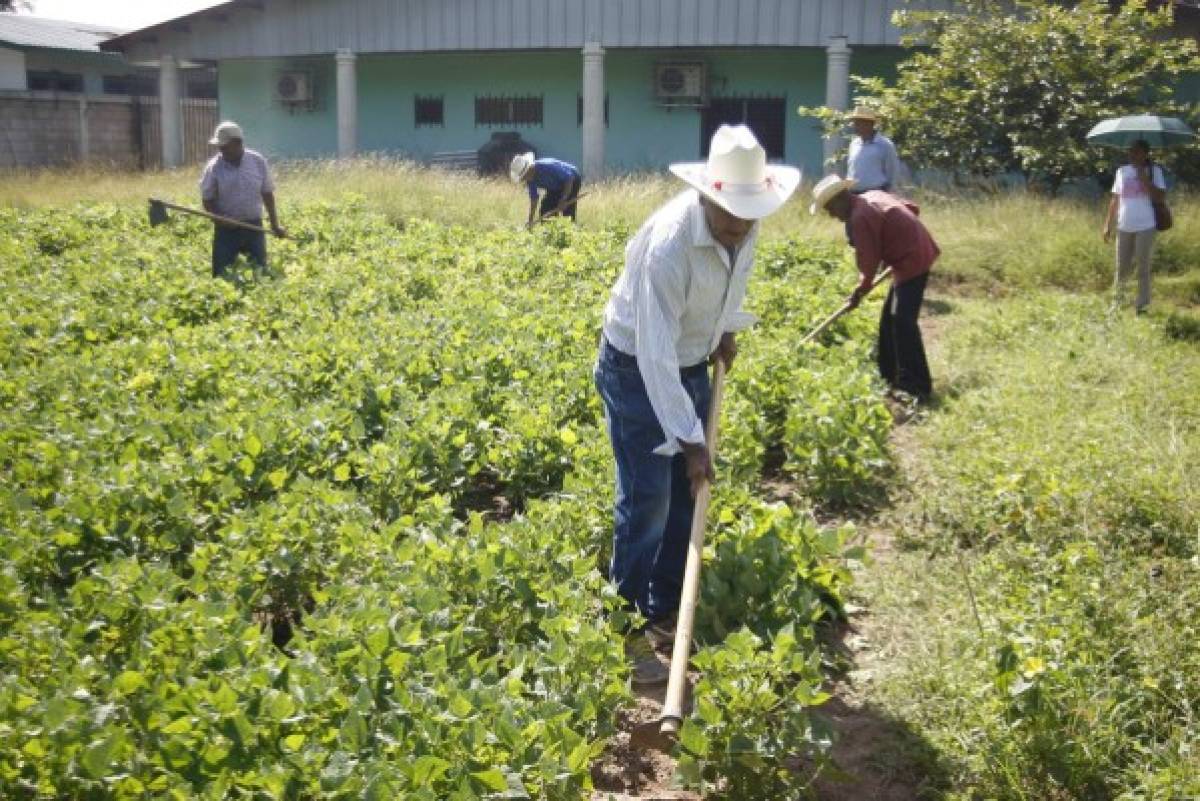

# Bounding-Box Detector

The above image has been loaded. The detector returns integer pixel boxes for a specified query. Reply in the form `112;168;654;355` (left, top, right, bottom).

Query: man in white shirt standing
200;122;287;278
595;126;800;686
846;106;900;194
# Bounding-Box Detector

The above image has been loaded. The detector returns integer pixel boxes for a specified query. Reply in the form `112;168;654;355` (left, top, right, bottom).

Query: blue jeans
876;272;934;399
212;219;266;278
538;177;583;221
595;342;712;621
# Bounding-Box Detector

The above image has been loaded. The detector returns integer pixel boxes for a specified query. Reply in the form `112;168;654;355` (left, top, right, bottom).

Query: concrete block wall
0;91;217;169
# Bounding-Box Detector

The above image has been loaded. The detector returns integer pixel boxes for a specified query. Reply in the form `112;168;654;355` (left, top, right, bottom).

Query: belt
600;337;708;378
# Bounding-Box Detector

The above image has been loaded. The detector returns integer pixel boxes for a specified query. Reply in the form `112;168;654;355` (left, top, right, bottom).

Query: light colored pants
1112;228;1158;311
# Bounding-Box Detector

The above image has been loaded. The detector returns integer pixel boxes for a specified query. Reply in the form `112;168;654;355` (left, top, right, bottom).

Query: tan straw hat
809;175;854;215
671;125;800;219
209;120;242;146
846;106;880;122
509;152;534;183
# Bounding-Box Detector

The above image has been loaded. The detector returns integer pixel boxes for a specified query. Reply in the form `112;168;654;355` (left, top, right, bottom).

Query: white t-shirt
1112;164;1166;234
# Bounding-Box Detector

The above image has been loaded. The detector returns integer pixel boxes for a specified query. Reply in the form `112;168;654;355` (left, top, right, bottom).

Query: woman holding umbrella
1087;114;1196;314
1104;139;1166;314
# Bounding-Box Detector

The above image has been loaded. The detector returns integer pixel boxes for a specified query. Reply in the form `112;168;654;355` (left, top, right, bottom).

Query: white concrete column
583;42;605;180
158;54;184;169
337;49;359;158
79;95;91;162
824;36;850;173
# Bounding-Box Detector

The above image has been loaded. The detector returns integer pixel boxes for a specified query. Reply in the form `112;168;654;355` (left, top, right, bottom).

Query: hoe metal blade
150;198;167;228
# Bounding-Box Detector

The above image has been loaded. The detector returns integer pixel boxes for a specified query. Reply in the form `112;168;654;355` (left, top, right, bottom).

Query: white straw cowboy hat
671;125;800;219
509;153;534;183
809;175;854;215
209;120;242;146
846;106;880;122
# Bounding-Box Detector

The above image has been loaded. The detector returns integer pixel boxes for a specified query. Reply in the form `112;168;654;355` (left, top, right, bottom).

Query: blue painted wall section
220;48;901;175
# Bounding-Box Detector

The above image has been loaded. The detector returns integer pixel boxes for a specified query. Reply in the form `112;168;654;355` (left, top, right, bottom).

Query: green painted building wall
220;48;902;175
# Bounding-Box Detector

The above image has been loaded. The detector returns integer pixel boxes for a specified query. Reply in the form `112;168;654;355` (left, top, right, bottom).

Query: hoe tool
150;198;278;234
529;192;588;228
800;267;892;345
630;359;725;752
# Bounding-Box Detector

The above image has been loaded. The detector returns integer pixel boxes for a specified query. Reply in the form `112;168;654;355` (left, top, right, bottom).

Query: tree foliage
802;0;1200;191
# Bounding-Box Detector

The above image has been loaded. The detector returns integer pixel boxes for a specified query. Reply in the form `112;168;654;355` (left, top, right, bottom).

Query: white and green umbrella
1087;114;1196;147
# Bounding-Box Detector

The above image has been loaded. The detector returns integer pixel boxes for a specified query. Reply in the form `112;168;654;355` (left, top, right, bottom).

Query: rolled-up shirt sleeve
852;213;883;289
635;241;704;456
263;158;275;194
200;162;217;200
883;141;900;191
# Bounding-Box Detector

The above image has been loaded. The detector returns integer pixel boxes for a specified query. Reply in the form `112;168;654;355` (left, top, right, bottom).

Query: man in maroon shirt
810;175;941;401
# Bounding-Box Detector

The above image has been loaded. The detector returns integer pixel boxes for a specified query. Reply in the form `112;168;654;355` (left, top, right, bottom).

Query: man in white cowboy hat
200;121;287;278
509;153;583;228
810;175;941;401
595;126;800;685
846;106;900;193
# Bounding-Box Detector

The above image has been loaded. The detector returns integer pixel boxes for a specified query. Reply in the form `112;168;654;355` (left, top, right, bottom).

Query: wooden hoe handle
661;357;725;736
150;198;271;234
800;267;892;345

The task: Retype all of the data above word for word, leaving out the pictures.

Finished exercise:
# Bounding-Box Detector

The above image has been loaded. The detector returns integer pixel boxes for a specified query. Reply in the form `112;168;654;355` (left, top, right, bottom).

Query: man in white shirt standing
200;122;287;278
595;126;800;686
846;106;900;194
# Bounding-Box Detector

The above image has been loaded. The detector returns integer pixel boxes for a specified query. Reply in the form `112;168;654;355` (left, top, right, bottom).

Query: blue jeans
876;272;934;399
212;219;266;278
538;177;583;221
595;342;712;621
# Bounding-Box Detector

The above image has been loaded. The detector returns integer pixel boxes for a specified query. Reply in the form `112;168;654;355` (left, top, right, bottom).

Query: concrete block wall
0;91;217;169
# Bounding-Box Detector

The above image has been loaded. The detector returns integer pixel boxes for a specified query. Reply in the form `112;168;654;355` (left, top, right, bottom).

Query: belt
600;337;708;378
# Bounding-Box Detector

The above image has been loaded. The detector returns integer pixel boxes for a specified query. Reply in the form `112;168;654;355` (left, top, right, bottom).

Query: light colored pants
1112;228;1158;311
# Bounding-Box Detector

The above image has been loaded. The detector returns integer pixel boxes for a specified query. Reply in the form `112;168;654;355` (left, top, right, bottom).

Query: tan straw hat
809;175;854;215
671;125;800;219
209;120;242;146
846;106;880;122
509;152;534;183
# Bounding-Box Detector

The above image has been loaded. The detector returns integer pixel boxes for a specified query. Reply in the form `112;168;654;355` (left, top, right, bottom).

Query: white t-shirt
1112;164;1166;234
# Bounding-Box Detector

The above image has been loaded. The detector returns integer pixel boxes for a specified query. Reply in the form `112;168;654;355` (left, top, right, bottom).

Query: woman holding umbrella
1087;114;1196;314
1104;139;1166;314
# Bounding-Box Detector

The above image has been loaded. The detector returns integer pixel boxes for a specified query. Reply in the form `112;168;654;355` (left, top, right, bottom).

Query: white concrete column
583;42;605;180
158;54;184;169
337;49;359;158
79;95;91;162
824;36;850;173
# Bounding-Box Detector

The above image has been loaded. The detector returns integer pixel boxes for a specified query. Reply in the form `112;168;654;355` (left, top, right, bottom).

Query: hoe metal blade
150;198;167;228
# Bounding-Box Detector

The above image has been loaded. The detector returns integer pixel boxes for a specified query. Reply in the form `112;168;654;355` (left, top, right, bottom).

Query: white straw cowboy hat
671;125;800;219
509;153;534;183
809;175;854;215
209;120;242;146
846;106;880;122
# Bounding-Box Detector

The above image has been loaded. The detector returns integer pixel boxes for a specified query. Reply in the form `112;168;654;355` (left, top, right, bottom).

Query: blue painted wall section
220;48;901;175
# Bounding-Box Detector

The above image has been loaded. The detector returns integer pixel boxes for a specified query. Reply in the form `112;168;654;355` (left, top, right, bottom).

Query: green painted building wall
220;48;902;175
# Bounding-Box Detector

The above image has been loaded. The detector returns integer pixel boxes for a specified query. Reply in the form `112;168;654;355` (left, top, right, bottom).

Query: hoe tool
150;198;278;234
529;192;588;228
800;267;892;345
630;359;725;752
# Bounding-Box Detector

The above image has been loaded. The detector returns integer pixel boxes for a specified query. Reply in the form `112;168;654;355` (left, top, right, bottom).

Query: tree foliage
802;0;1200;191
# Bounding-Box Detector

The above image has been loaded. The detector returns integer pixel boxes for a specified query. Reply in the form `112;168;654;355` (left, top, right, bottom).

Query: white and green umbrella
1087;114;1196;147
# Bounding-Box Detector

The above image has been loaded. The detector returns integer pixel boxes for a specified query. Reply in the form `112;168;654;355` (left, top, right, bottom).

Query: rolled-up shirt sleeve
852;213;883;289
635;241;704;456
263;158;275;194
200;162;217;200
883;141;900;191
# Bounding-Box Detector

The above image has been loaded. The detector returns integer pixel boxes for a specified query. Reply in the form `112;168;654;355` (left, top, right, bottom).

Query: man in maroon shirt
810;175;941;401
# Bounding-Box Detector

The above image has been loaded. The detector returns integer pixel boxes for a specified query. Reply in the form `112;168;654;355` (left, top, right, bottom).

Query: man in white cowboy hat
200;121;287;278
509;153;583;228
810;175;941;401
595;126;800;685
846;106;900;193
# Bounding-Box Detector

The above image has been loaded. The detector returns integer pixel boxes for a specified query. Reply in the form `112;168;654;355` (left, top, right, bottom).

Query: wooden hoe handle
661;357;725;736
150;198;271;234
800;267;892;345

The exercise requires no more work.